----- MATERIAL SHOWN -----
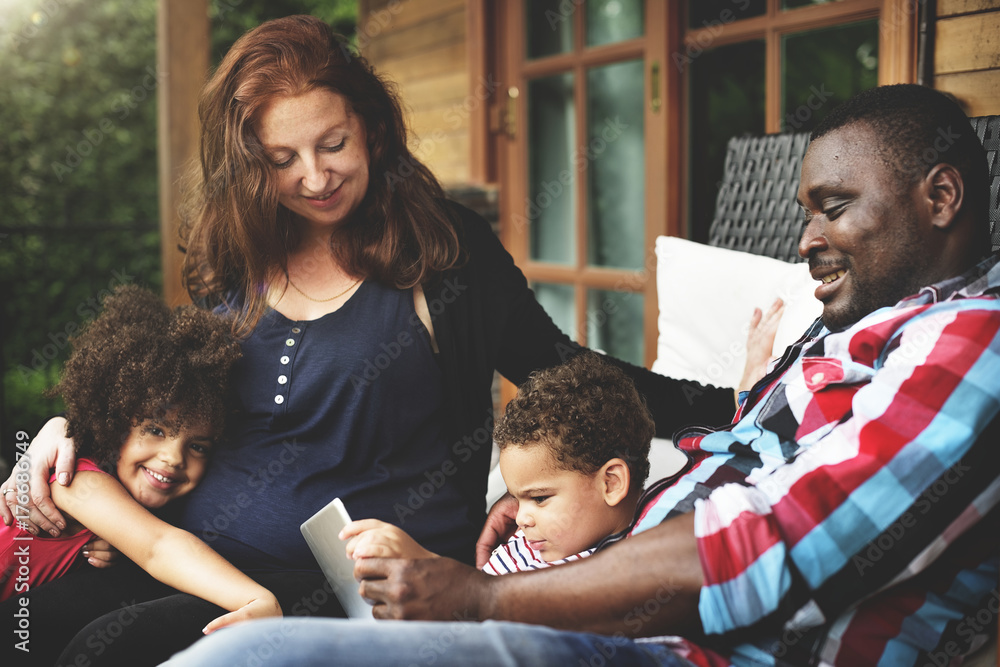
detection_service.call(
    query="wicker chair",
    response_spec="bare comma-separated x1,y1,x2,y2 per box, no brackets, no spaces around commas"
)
708,116,1000,667
708,116,1000,262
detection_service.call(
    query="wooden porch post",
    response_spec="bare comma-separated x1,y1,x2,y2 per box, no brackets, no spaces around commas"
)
156,0,210,305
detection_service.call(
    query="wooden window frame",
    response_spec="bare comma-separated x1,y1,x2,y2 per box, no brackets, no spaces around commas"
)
484,0,919,384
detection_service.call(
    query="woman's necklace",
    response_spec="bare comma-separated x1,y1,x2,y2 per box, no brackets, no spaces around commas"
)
285,274,361,303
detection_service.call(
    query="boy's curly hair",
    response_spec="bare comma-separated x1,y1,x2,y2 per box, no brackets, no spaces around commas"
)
49,285,242,470
493,352,655,489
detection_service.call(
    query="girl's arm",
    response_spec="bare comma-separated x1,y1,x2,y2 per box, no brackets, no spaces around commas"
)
52,471,281,634
340,519,437,560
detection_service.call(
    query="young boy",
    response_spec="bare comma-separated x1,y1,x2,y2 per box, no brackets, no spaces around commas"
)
341,352,654,574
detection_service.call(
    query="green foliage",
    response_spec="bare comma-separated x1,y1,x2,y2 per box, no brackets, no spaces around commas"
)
0,0,357,460
209,0,358,63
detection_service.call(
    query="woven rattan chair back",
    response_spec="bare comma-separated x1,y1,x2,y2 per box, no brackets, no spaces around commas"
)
708,116,1000,262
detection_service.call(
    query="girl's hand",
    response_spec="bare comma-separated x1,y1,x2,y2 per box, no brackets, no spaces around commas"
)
340,519,437,560
202,593,282,635
0,417,76,537
736,299,785,402
476,493,517,570
82,535,121,568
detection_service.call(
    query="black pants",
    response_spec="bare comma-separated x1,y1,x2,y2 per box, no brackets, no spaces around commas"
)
0,562,345,667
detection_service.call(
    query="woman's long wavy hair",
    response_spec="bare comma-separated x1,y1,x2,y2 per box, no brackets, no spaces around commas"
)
181,16,461,335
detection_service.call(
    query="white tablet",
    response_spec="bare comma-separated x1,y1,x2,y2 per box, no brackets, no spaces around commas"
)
300,498,375,620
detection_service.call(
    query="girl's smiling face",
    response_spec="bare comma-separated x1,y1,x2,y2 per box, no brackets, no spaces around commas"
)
117,416,215,509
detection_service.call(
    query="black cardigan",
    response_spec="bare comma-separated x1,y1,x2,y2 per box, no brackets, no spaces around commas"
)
424,202,734,552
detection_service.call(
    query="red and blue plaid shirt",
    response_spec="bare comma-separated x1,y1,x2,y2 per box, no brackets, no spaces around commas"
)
633,257,1000,667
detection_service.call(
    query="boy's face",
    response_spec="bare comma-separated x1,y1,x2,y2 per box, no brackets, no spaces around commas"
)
500,443,620,562
117,417,214,509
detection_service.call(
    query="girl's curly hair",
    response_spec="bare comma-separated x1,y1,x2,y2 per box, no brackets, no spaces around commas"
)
493,352,655,489
49,285,242,470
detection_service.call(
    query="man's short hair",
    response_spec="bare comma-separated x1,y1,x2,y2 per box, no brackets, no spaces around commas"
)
493,352,655,492
810,83,989,220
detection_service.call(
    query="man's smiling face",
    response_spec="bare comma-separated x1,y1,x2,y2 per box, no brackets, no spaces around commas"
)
798,123,930,331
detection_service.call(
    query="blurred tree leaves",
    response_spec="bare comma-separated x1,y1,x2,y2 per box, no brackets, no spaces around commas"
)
0,0,357,461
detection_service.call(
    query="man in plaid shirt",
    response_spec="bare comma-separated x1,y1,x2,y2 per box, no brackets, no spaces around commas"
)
168,85,1000,667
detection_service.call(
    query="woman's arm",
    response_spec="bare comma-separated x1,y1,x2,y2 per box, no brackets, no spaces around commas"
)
52,471,281,633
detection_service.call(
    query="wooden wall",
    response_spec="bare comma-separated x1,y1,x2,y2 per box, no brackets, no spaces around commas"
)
358,0,470,187
934,0,1000,116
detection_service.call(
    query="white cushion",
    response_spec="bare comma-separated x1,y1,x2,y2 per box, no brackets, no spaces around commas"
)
652,236,822,388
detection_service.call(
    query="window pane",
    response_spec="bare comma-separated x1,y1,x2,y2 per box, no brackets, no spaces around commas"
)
587,290,645,366
574,60,646,269
781,19,878,132
687,0,767,28
587,0,644,46
532,283,579,340
688,40,764,243
781,0,840,9
525,73,576,264
524,0,576,58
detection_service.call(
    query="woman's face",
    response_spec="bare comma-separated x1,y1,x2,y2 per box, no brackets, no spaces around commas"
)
256,88,369,231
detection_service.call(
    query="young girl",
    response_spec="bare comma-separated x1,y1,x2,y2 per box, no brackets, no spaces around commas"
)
0,286,281,634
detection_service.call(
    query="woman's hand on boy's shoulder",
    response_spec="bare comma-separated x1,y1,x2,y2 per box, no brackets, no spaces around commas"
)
0,417,76,537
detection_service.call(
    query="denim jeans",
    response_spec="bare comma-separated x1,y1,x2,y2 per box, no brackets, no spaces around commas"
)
162,618,690,667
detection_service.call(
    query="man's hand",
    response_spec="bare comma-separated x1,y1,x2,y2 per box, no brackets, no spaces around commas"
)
476,493,517,569
736,299,785,402
339,519,437,560
354,557,497,621
0,417,76,537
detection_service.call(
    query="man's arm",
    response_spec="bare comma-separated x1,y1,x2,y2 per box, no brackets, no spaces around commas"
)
354,514,702,637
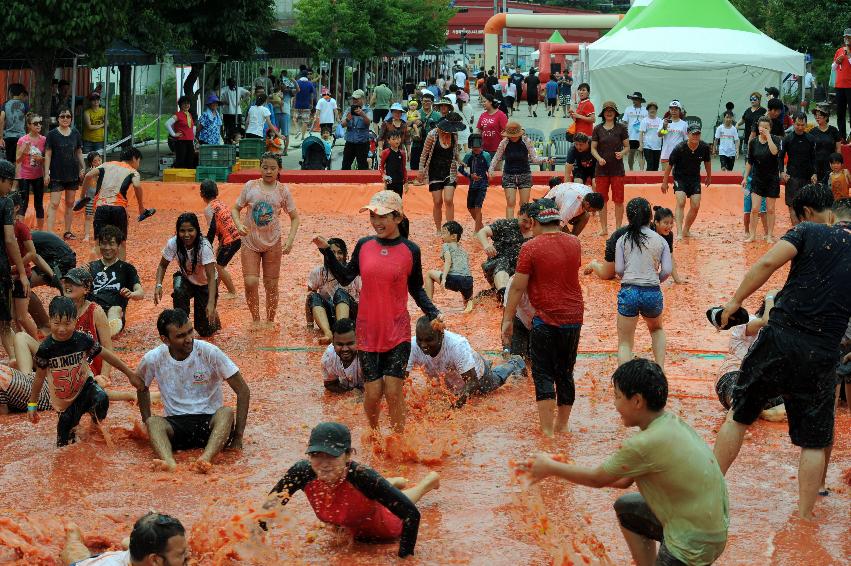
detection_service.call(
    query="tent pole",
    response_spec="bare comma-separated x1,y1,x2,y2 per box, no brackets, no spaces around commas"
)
103,68,110,161
157,61,163,174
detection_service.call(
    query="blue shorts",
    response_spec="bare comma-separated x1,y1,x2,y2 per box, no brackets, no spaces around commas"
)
282,113,290,136
618,285,664,318
744,175,765,214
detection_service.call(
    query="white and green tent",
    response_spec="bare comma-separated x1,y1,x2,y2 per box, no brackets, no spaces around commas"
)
586,0,805,135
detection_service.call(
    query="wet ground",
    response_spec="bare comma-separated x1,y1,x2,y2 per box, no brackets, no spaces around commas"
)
0,183,851,566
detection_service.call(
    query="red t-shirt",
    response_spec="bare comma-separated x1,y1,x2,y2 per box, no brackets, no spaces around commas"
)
322,236,440,352
576,98,594,138
517,232,585,326
9,220,32,277
476,110,508,153
833,47,851,88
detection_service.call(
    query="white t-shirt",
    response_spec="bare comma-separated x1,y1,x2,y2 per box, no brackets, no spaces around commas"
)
502,275,535,330
639,116,662,150
316,96,337,124
660,120,688,161
245,104,272,137
455,71,467,88
163,234,216,285
221,86,249,114
74,550,131,566
408,330,485,395
546,183,593,224
623,106,647,141
715,124,739,157
322,344,363,389
136,339,239,417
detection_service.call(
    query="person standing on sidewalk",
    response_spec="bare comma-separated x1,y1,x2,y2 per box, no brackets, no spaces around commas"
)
831,28,851,141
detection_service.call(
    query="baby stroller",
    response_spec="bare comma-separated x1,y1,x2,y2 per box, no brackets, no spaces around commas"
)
299,134,331,171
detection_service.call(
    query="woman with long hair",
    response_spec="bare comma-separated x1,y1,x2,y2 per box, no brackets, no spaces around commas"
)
615,197,672,367
165,96,195,169
15,112,47,230
231,152,300,325
154,212,221,336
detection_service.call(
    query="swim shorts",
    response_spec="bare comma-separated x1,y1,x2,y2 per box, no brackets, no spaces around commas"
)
358,342,411,383
733,323,836,448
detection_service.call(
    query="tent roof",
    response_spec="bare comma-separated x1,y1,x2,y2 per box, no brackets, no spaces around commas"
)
547,30,567,43
588,0,805,74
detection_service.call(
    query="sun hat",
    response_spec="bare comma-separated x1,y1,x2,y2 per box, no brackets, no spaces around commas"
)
305,424,352,458
360,191,404,216
440,112,467,135
502,120,526,138
62,267,92,287
706,307,750,330
529,198,561,224
597,100,620,118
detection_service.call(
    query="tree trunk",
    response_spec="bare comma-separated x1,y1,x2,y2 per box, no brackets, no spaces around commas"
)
-----
PROBLEM REQUIREMENTS
Find each line in the items above that contains the word "tree" and copy those lines out in full.

IN RESPONSE
    query="blurred tree leaves",
    query="tree trunk",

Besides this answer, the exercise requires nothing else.